**Set exercise:** Reproduce exactly the lines from the one containing "Where can the cluster" through the last line of the records below, both included, and nothing else.

---------- Supplied records ----------

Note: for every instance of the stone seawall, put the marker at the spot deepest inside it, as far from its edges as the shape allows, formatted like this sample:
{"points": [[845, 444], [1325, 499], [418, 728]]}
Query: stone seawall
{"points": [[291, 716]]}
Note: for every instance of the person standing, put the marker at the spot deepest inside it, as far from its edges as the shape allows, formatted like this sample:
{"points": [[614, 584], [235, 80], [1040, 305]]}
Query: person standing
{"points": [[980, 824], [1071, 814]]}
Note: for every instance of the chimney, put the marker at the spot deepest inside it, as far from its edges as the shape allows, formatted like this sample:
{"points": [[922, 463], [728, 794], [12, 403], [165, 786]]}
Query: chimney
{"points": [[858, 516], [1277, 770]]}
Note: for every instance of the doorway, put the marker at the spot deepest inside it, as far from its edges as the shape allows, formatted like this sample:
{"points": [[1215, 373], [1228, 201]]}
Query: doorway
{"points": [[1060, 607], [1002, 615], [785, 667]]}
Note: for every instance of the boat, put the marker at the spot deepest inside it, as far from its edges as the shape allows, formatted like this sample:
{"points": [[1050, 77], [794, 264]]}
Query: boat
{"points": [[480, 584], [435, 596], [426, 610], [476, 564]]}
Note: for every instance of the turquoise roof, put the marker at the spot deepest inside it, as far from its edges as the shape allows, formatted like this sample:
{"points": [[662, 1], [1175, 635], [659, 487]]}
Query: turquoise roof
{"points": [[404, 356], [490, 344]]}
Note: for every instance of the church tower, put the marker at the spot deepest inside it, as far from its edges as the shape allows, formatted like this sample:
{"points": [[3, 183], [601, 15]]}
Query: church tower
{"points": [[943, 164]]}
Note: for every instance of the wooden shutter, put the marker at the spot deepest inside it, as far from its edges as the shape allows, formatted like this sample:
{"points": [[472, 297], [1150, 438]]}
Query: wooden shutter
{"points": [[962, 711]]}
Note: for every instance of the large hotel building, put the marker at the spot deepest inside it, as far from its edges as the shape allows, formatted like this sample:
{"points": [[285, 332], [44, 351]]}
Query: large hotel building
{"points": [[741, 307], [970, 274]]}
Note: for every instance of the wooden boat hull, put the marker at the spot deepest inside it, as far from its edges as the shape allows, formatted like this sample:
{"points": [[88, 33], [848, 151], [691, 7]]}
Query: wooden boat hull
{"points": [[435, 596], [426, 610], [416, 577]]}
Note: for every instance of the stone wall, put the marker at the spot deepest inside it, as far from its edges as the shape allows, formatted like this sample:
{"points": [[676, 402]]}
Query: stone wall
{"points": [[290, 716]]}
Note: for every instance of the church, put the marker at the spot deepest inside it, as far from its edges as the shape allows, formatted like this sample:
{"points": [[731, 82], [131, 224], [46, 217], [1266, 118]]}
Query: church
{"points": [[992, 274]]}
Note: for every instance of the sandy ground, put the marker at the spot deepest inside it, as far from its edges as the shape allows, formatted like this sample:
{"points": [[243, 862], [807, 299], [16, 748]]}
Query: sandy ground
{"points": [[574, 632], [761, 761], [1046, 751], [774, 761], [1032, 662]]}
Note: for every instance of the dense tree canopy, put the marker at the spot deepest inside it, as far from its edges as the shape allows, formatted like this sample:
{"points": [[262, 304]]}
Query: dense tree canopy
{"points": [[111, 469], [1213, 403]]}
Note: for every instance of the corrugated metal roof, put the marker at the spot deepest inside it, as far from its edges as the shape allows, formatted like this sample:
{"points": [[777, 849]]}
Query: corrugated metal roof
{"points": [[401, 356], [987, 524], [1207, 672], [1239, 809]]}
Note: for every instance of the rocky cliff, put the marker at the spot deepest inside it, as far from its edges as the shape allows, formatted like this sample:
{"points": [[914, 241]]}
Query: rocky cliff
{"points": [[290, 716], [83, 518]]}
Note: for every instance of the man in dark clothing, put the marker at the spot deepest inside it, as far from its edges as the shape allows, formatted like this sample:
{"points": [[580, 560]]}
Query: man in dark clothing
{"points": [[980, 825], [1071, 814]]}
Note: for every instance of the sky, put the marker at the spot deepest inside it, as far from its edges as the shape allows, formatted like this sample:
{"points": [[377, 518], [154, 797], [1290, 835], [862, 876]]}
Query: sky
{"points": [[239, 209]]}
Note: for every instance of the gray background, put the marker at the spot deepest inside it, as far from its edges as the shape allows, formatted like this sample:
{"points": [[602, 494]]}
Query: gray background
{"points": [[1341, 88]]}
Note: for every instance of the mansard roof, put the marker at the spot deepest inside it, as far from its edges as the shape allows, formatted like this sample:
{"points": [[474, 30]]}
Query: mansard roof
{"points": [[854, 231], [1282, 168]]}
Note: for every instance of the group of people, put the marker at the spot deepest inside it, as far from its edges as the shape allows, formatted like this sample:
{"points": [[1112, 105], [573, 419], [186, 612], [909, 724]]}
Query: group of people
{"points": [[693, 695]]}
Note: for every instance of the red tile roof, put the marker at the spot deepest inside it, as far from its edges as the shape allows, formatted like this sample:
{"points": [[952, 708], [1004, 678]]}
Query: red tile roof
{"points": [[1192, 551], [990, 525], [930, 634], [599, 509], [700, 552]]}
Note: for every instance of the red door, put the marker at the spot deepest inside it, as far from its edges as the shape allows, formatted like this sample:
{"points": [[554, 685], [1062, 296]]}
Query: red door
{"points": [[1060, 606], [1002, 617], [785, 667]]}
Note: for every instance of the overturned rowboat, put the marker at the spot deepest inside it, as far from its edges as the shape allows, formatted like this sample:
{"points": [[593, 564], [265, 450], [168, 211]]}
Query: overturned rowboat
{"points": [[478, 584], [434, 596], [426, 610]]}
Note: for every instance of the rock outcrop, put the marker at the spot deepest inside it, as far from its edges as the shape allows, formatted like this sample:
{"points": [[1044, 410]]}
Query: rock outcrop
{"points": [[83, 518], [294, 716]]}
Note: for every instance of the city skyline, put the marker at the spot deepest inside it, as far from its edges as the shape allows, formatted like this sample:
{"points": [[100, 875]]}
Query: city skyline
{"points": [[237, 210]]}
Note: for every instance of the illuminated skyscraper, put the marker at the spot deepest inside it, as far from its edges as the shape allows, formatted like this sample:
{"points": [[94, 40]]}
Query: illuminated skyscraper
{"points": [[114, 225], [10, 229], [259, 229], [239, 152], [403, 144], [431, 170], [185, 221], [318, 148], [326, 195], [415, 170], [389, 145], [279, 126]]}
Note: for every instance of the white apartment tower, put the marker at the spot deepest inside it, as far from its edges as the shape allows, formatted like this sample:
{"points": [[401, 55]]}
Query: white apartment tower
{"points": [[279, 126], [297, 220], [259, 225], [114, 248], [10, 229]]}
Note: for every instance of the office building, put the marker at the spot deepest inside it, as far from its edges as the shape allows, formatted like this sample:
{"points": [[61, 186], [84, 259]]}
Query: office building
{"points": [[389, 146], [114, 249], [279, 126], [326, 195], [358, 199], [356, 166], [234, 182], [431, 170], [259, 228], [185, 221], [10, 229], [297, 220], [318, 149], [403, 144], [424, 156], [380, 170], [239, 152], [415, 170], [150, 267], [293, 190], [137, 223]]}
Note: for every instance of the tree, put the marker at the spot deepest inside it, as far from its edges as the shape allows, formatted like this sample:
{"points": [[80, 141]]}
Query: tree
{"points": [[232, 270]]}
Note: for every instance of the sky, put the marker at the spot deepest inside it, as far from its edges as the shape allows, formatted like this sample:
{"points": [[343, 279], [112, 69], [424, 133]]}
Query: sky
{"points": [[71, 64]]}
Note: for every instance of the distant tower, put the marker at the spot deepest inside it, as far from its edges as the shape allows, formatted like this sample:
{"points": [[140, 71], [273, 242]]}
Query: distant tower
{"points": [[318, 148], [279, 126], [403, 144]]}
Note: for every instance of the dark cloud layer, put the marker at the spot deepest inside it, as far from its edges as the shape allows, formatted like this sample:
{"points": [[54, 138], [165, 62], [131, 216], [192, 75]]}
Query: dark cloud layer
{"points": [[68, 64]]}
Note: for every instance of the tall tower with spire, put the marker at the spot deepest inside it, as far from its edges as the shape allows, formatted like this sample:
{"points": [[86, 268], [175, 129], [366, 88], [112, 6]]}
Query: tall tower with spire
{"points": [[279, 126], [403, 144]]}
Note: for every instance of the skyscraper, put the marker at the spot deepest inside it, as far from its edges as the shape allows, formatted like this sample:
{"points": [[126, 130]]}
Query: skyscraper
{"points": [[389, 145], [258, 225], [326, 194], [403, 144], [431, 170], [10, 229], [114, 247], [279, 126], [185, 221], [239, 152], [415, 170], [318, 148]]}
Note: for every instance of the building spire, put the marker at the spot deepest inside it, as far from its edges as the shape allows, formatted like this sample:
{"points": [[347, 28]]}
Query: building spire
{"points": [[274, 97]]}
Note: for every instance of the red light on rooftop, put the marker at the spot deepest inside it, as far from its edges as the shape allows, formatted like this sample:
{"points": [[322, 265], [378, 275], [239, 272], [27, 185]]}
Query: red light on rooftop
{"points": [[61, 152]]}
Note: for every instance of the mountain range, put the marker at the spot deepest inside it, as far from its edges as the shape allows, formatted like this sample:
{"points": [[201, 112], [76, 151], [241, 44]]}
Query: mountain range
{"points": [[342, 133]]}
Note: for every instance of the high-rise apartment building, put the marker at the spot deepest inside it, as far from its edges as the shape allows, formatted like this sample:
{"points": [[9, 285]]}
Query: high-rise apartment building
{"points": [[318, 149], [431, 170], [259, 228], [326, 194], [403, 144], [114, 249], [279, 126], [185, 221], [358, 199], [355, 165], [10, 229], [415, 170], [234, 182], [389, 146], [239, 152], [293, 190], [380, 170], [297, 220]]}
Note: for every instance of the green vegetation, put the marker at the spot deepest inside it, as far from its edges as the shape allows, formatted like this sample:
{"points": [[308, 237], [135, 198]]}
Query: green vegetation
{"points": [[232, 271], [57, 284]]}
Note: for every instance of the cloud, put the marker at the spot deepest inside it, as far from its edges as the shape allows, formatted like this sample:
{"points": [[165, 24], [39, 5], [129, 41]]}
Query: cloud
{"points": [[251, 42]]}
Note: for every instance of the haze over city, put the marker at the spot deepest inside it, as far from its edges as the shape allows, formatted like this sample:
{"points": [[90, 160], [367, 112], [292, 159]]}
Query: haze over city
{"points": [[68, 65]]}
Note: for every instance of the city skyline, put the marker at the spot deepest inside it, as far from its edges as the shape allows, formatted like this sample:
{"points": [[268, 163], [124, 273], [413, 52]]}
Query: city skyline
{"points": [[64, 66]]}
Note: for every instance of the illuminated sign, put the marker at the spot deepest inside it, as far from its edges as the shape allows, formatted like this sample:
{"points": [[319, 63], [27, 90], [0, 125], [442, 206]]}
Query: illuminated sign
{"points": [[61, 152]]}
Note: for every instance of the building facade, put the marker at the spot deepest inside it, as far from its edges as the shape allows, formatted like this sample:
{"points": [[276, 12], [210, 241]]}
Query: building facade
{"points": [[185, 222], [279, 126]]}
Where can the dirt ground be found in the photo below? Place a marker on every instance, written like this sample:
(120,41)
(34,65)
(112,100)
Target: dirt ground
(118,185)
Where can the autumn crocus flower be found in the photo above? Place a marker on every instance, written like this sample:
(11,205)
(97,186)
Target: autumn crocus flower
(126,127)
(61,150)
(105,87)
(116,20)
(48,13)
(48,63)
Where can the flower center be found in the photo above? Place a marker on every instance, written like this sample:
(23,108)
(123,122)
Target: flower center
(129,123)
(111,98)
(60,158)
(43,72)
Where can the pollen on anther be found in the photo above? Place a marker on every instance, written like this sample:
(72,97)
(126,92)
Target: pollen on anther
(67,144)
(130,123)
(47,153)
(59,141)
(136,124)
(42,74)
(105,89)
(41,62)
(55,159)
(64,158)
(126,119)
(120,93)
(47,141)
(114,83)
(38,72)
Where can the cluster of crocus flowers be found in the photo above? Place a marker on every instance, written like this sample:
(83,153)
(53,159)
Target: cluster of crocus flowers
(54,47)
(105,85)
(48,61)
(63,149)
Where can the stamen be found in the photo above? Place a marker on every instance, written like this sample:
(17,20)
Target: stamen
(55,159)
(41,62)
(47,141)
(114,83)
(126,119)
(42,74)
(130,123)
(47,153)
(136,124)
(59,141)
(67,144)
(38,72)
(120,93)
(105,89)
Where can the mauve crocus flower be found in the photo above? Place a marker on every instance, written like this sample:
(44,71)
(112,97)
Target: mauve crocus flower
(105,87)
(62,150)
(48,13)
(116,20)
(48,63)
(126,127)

----------

**The result:**
Where can the cluster of crocus flowers be found in the photo above? Place a marker on every instance, written like this sample:
(83,153)
(53,159)
Target: cluster of crocus flowers
(54,47)
(105,85)
(48,61)
(63,149)
Where can the stamen be found in the photo above? Place a marker on every instance, written like this sample:
(17,20)
Target: stamen
(55,159)
(41,62)
(47,141)
(114,83)
(126,119)
(42,74)
(130,123)
(47,153)
(136,124)
(59,141)
(67,144)
(38,72)
(120,93)
(105,89)
Where can the mauve crocus flower be found in the photo above? Place a marker on every instance, written like this sample:
(44,71)
(112,97)
Target: mauve crocus flower
(105,87)
(62,150)
(48,13)
(116,20)
(48,63)
(126,127)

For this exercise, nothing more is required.